# Sección de texto
^^^^^^^^

El auge del huachicol fiscal no surgió de la nada: es la consecuencia directa de la militarización de la administración pública. Lo que se presentó como una estrategia para blindar al Estado derivó en un terreno fértil para las redes criminales que se incrustaron en las propias instituciones.

RG Revista — La profunda militarización de la administración pública durante el sexenio de Andrés Manuel López Obrador dejó una huella imborrable y sombría en la historia reciente de México. La entrega de poderes extraordinarios a las Fuerzas Armadas, particularmente a la Marina, se presentó como una estrategia eficaz para combatir al crimen organizado y fortalecer la administración del Estado. Sin embargo, esa concentración excesiva de poder generó un fenómeno devastador: el auge del huachicol fiscal.

El Ejército y la Marina asumieron no sólo tareas de seguridad, sino también funciones estratégicas como la gestión de aduanas y puertos, la distribución de medicinas, la construcción de infraestructura y el control de servicios públicos esenciales. Esta ampliación de responsabilidades vino acompañada de opacidad y ausencia de contrapesos, blindando a las Fuerzas Armadas de mecanismos de rendición de cuentas. La narrativa oficial las idealizó como guardianes de la moral pública, incorruptibles y entregados únicamente al servicio de la nación.

^^^^^^^^

Registros de una fuente de datos:

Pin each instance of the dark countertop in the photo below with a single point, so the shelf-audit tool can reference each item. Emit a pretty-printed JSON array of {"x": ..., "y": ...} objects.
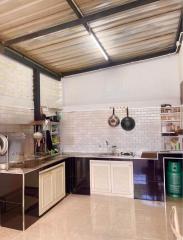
[{"x": 35, "y": 164}]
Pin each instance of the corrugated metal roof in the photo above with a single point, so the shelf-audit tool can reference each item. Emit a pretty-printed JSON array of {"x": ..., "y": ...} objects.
[{"x": 140, "y": 31}]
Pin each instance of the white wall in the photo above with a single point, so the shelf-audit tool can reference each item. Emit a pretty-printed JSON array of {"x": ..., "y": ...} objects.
[
  {"x": 181, "y": 63},
  {"x": 16, "y": 91},
  {"x": 148, "y": 83}
]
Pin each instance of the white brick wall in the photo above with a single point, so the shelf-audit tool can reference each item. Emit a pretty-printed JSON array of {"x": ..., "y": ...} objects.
[
  {"x": 16, "y": 91},
  {"x": 87, "y": 131},
  {"x": 51, "y": 92}
]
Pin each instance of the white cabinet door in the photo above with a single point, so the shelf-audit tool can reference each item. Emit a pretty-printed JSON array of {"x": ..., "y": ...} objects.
[
  {"x": 59, "y": 182},
  {"x": 100, "y": 177},
  {"x": 122, "y": 178},
  {"x": 46, "y": 195},
  {"x": 51, "y": 187}
]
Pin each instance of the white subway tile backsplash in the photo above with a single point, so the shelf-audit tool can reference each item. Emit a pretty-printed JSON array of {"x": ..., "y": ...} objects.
[{"x": 87, "y": 131}]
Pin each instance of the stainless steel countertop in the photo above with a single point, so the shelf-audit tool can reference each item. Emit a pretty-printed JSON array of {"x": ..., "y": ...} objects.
[{"x": 36, "y": 164}]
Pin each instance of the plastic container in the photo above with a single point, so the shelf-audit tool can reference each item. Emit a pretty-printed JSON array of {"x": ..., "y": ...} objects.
[{"x": 174, "y": 179}]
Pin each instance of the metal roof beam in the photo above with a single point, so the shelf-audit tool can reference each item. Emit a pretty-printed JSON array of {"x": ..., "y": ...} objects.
[
  {"x": 80, "y": 15},
  {"x": 11, "y": 53},
  {"x": 121, "y": 62},
  {"x": 81, "y": 21}
]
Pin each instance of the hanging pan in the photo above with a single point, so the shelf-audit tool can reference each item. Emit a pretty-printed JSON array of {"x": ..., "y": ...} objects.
[
  {"x": 127, "y": 123},
  {"x": 113, "y": 120}
]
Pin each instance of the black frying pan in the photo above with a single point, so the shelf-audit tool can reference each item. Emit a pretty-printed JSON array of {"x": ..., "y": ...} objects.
[
  {"x": 113, "y": 120},
  {"x": 127, "y": 123}
]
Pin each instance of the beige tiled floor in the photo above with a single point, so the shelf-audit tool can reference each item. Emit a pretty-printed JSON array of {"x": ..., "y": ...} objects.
[{"x": 100, "y": 218}]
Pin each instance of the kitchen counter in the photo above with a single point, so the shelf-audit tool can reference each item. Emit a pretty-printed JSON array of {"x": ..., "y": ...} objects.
[
  {"x": 35, "y": 164},
  {"x": 19, "y": 195}
]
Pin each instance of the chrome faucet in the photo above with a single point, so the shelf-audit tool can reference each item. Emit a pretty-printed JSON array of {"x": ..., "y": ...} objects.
[{"x": 107, "y": 145}]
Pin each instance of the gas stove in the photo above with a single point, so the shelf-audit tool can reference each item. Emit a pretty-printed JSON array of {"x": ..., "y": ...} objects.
[{"x": 129, "y": 154}]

^^^^^^^^

# Instrucciones
#1 Copia del texto sobre el huachicol fiscal el fragmento que comienza con "El Ejército y" y continúa hasta "de la nación.".
#2 Según el texto sobre el huachicol fiscal, ¿a qué fuerza armada se entregaron particularmente poderes extraordinarios?

# Respuestas
#1
El Ejército y la Marina asumieron no sólo tareas de seguridad, sino también funciones estratégicas como la gestión de aduanas y puertos, la distribución de medicinas, la construcción de infraestructura y el control de servicios públicos esenciales. Esta ampliación de responsabilidades vino acompañada de opacidad y ausencia de contrapesos, blindando a las Fuerzas Armadas de mecanismos de rendición de cuentas. La narrativa oficial las idealizó como guardianes de la moral pública, incorruptibles y entregados únicamente al servicio de la nación.

#2 A la Marina.